From the listing below, copy only the lines from the line that contains "black hair, placed" to the line that contains "the eye, placed", counting those two lines as part of the copy.
▼
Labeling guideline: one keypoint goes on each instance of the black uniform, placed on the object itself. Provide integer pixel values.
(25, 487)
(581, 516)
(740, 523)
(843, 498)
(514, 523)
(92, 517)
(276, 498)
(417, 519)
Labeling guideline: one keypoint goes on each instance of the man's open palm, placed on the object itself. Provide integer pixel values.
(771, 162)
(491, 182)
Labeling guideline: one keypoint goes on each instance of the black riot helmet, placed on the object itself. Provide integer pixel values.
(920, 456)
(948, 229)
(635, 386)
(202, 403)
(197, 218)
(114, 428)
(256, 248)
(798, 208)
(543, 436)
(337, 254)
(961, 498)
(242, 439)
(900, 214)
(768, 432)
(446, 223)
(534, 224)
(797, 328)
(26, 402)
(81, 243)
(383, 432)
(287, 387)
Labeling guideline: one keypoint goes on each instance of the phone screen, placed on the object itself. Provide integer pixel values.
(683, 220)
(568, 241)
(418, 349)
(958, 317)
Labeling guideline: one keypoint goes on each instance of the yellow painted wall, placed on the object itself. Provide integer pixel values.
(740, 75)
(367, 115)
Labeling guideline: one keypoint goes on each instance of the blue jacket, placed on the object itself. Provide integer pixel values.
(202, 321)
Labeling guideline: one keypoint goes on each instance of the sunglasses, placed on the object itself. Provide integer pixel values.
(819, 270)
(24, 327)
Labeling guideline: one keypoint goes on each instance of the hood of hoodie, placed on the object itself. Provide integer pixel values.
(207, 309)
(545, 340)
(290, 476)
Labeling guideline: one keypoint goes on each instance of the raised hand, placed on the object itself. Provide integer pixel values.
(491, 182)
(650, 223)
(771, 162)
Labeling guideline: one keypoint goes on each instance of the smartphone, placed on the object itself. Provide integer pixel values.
▲
▼
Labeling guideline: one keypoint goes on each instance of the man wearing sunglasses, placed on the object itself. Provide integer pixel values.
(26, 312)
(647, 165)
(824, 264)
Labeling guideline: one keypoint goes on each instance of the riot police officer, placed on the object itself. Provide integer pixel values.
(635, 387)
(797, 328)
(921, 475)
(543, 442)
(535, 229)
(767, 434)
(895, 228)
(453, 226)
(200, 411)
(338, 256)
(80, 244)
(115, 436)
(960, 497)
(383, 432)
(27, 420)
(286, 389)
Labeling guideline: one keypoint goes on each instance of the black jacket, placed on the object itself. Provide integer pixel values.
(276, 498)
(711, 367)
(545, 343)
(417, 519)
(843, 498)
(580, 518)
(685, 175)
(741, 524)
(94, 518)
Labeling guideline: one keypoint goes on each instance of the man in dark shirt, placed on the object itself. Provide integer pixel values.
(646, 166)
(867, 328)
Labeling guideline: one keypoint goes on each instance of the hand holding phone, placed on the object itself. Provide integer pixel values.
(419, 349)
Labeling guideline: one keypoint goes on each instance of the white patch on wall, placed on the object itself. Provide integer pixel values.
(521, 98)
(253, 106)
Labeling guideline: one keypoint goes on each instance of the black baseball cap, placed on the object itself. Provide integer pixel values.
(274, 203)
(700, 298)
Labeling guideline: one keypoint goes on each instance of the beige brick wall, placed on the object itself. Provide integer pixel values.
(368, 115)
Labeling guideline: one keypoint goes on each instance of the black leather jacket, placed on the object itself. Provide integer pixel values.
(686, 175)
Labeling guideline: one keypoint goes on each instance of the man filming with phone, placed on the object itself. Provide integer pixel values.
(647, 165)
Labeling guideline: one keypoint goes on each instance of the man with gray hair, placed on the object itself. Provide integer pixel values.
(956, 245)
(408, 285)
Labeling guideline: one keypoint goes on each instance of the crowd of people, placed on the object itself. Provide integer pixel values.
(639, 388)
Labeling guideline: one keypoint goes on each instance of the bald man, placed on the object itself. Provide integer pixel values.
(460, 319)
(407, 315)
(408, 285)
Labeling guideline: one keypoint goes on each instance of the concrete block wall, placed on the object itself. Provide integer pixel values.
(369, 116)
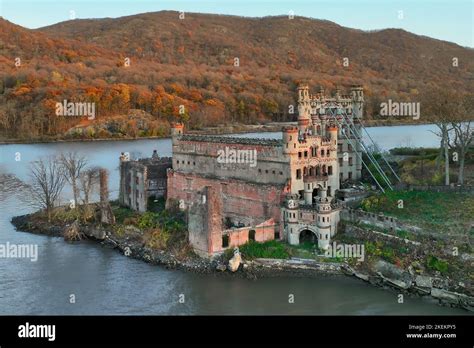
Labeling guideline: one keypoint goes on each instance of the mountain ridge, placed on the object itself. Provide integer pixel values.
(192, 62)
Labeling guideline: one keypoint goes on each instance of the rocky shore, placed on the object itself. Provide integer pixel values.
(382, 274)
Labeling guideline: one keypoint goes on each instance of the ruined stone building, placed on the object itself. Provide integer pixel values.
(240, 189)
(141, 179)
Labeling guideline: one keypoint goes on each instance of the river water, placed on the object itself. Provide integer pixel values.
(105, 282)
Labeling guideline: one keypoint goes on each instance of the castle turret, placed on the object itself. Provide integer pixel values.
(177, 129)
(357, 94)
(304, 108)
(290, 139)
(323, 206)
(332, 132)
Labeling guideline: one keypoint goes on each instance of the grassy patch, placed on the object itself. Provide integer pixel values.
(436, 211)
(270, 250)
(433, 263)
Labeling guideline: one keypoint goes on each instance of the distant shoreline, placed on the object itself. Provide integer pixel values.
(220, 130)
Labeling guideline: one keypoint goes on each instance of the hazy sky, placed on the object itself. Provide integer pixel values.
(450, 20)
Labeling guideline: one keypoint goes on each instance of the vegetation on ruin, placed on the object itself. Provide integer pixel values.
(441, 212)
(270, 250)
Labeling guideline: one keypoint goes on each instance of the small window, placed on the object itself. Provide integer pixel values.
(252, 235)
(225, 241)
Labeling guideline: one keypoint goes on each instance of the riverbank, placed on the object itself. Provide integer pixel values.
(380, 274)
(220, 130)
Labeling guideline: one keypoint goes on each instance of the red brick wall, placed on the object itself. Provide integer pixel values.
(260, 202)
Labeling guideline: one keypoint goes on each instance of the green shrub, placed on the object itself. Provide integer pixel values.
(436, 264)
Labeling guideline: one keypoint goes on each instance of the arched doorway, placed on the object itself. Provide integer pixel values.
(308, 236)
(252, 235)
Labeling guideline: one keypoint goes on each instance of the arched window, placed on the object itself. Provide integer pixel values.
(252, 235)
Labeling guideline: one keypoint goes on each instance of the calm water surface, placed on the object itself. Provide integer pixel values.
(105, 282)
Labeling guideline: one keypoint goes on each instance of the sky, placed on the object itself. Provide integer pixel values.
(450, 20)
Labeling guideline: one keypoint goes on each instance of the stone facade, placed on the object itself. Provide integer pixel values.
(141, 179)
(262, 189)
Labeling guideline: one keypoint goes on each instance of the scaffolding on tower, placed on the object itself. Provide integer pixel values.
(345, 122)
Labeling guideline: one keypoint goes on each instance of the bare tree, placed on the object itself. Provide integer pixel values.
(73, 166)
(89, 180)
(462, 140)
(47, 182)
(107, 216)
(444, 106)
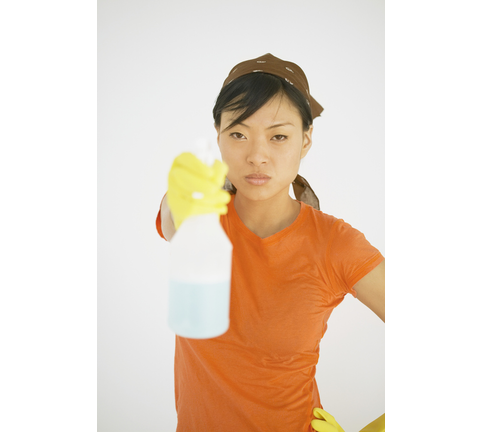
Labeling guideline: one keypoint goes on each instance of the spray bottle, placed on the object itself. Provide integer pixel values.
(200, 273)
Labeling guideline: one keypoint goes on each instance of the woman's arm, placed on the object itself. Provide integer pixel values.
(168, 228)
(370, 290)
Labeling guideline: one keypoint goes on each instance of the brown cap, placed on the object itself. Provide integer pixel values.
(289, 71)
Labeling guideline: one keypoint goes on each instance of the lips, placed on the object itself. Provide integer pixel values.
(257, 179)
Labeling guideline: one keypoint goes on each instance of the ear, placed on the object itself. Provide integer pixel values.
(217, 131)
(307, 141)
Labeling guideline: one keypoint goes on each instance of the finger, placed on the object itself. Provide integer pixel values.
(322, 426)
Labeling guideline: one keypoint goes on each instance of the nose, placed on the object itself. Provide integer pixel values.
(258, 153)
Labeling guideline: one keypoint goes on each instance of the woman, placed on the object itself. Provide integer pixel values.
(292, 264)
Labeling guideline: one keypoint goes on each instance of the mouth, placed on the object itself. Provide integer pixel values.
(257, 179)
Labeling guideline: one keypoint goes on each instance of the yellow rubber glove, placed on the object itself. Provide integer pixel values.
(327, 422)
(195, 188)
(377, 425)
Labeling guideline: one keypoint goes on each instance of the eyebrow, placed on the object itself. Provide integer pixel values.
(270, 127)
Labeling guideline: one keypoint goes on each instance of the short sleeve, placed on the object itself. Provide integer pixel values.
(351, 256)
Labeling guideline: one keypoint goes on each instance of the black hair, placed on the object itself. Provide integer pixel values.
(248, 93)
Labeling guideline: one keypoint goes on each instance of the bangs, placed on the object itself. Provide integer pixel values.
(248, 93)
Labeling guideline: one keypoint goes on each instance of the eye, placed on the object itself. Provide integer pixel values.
▲
▼
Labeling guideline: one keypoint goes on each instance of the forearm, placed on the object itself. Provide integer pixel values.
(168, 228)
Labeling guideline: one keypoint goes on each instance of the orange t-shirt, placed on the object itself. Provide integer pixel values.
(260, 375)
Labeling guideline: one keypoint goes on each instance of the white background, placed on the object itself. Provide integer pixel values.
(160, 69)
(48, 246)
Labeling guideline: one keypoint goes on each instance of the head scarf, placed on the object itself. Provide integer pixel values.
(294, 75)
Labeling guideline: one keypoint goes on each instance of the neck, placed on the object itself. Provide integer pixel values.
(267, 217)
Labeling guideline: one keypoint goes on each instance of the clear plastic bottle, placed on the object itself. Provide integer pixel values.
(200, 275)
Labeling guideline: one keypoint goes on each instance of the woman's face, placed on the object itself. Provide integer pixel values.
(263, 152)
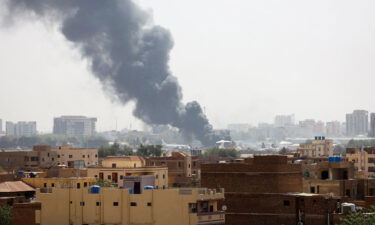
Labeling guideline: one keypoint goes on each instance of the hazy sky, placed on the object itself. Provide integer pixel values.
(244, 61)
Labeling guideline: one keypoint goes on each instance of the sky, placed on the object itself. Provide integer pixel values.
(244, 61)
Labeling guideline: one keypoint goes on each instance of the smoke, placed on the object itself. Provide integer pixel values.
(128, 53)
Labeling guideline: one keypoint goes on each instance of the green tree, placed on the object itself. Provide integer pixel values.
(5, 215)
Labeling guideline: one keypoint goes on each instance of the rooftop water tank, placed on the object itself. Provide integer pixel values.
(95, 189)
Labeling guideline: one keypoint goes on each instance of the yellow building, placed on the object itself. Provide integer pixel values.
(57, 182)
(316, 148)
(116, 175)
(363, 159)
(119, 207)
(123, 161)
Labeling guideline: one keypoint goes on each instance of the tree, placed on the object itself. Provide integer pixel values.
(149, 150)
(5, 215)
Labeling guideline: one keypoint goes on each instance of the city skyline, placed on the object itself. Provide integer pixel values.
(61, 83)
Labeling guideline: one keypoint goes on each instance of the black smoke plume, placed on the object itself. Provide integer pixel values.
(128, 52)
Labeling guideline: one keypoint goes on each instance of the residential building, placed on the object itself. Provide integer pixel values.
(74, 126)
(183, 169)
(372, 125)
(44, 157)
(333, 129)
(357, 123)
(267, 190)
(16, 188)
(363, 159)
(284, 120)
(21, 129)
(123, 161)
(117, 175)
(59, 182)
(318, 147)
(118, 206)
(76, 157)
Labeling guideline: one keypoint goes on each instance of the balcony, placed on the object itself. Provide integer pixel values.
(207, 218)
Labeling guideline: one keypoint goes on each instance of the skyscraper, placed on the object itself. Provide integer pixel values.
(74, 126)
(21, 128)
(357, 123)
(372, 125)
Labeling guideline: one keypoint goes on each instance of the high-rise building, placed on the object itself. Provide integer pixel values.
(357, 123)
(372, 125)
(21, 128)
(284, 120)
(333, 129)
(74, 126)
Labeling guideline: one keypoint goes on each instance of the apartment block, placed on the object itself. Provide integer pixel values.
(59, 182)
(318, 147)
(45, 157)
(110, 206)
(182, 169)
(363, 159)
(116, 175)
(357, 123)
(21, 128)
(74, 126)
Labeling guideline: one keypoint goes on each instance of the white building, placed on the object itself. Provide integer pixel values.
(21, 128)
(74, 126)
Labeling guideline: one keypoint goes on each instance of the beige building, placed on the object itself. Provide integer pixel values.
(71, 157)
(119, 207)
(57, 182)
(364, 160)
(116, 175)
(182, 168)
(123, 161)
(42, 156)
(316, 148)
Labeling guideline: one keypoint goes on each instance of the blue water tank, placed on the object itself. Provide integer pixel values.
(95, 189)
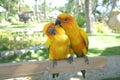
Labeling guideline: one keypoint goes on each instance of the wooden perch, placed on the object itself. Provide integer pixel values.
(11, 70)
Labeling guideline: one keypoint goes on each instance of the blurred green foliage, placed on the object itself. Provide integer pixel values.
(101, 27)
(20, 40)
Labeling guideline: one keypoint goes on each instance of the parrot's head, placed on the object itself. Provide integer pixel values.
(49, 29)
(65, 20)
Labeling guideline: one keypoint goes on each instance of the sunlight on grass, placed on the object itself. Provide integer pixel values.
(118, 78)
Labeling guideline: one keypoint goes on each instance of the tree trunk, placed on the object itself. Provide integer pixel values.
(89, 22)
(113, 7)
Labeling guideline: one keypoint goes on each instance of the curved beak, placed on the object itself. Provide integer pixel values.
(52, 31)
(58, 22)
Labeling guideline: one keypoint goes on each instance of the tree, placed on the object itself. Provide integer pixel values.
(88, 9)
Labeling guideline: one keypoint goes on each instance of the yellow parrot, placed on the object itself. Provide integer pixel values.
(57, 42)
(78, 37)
▲
RESPONSE TO THIS EXERCISE.
Labeling guideline: one keypoint goes on each instance of the black hair, placed on the object itself. Provide integer pixel values.
(248, 93)
Labeling guideline: one keypoint goes on each instance of the bangs, placed on the object itself. Provide integer pixel values.
(248, 93)
Labeling guideline: one keypoint goes on each instance of the eye, placed on the object itself. Provide integer pixel values.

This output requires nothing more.